Siebtens zum Kita-TÜV: Als ich den Paragrafen 21a Ihres Antrags gelesen habe, habe ich feststellen müssen, dass es Ihnen nicht um die Qualität in den Kitas geht, sondern um mehr Kontrolle über die Kitas. Das, was Sie fordern, ist im Landesrahmenvertrag vorhanden. Die Eltern wünschen sich eine Aufsicht, die die pädagogische Aufsicht im Blick hat, und keinen Kita-Zoll.

Achtens zu Ihrem Vorschlag zur Tagespflege: Die Tagespflege finanziell besser auszustatten, ist grundsätzlich zu begrüßen, aber das System bleibt unterfinanziert und die Beschäftigten bewegen sich am Rande von Hartz IV. Dahinter steckt eigentlich, dass Sie den Bereich der Tagespflege attraktiver gestalten wollen, um den Krippenausbau kostengünstig über die Tagespflege abzuwickeln, statt

den Krippenausbau der Kita-Träger voranzutreiben.

### Aufgabe a
Nenne alle Wörter mit Bindestrich, die im Text zu Kitas und Tagespflege vorkommen, in der Reihenfolge ihres Auftretens.

### In einem Datensatz enthaltene Einträge
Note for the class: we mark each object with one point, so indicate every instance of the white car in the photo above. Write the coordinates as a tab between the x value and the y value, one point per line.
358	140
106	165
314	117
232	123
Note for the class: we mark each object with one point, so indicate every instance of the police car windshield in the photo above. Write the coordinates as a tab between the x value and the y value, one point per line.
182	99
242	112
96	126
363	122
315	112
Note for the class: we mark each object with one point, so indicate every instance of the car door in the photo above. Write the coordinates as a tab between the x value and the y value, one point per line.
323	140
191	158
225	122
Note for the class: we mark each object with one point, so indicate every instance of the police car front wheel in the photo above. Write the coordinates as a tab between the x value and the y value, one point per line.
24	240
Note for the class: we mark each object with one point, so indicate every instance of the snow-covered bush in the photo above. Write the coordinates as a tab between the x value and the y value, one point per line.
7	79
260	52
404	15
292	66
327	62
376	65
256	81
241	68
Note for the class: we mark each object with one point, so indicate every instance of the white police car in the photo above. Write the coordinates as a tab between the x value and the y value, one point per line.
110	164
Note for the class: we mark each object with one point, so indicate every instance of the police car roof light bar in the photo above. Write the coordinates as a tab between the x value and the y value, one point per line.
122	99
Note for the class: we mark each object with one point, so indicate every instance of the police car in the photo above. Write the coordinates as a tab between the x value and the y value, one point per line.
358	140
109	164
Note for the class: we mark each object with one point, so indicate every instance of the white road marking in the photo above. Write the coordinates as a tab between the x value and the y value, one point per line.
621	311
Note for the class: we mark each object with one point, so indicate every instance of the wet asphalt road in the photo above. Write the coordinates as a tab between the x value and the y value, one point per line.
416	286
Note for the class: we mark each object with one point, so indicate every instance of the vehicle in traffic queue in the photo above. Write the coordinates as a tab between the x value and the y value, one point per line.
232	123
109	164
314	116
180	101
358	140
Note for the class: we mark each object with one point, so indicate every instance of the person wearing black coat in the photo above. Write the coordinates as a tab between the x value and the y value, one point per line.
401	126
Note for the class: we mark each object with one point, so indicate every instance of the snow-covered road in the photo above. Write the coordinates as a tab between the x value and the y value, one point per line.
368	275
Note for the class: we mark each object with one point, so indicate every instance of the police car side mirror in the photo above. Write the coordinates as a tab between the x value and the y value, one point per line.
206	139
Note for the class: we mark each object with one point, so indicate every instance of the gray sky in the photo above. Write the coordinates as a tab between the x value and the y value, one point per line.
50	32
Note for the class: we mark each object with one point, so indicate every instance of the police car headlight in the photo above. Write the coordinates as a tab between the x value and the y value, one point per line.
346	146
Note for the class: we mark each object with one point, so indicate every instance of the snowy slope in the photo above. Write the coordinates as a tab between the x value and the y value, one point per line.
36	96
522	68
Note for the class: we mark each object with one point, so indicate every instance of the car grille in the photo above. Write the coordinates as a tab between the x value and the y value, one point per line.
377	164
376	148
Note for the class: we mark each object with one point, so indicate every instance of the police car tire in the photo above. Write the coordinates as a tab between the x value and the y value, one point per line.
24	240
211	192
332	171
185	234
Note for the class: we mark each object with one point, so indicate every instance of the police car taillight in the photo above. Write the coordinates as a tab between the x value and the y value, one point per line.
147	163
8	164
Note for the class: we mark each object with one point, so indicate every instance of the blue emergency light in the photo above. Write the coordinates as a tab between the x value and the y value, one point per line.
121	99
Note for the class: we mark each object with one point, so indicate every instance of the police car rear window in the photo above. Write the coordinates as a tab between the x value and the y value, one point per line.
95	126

### Aufgabe b
Ermittle in den Einträgen jede Zeile, die das Wort „covered“ enthält, und schreibe diese Zeilen unverändert ab.

### Erwartete Antwort a
Kita-TÜV, Kita-Zoll, Kita-Träger

### Erwartete Antwort b
Note for the class: we mark each object with one point, so indicate every instance of the snow-covered bush in the photo above. Write the coordinates as a tab between the x value and the y value, one point per line.
Note for the class: we mark each object with one point, so indicate every instance of the snow-covered road in the photo above. Write the coordinates as a tab between the x value and the y value, one point per line.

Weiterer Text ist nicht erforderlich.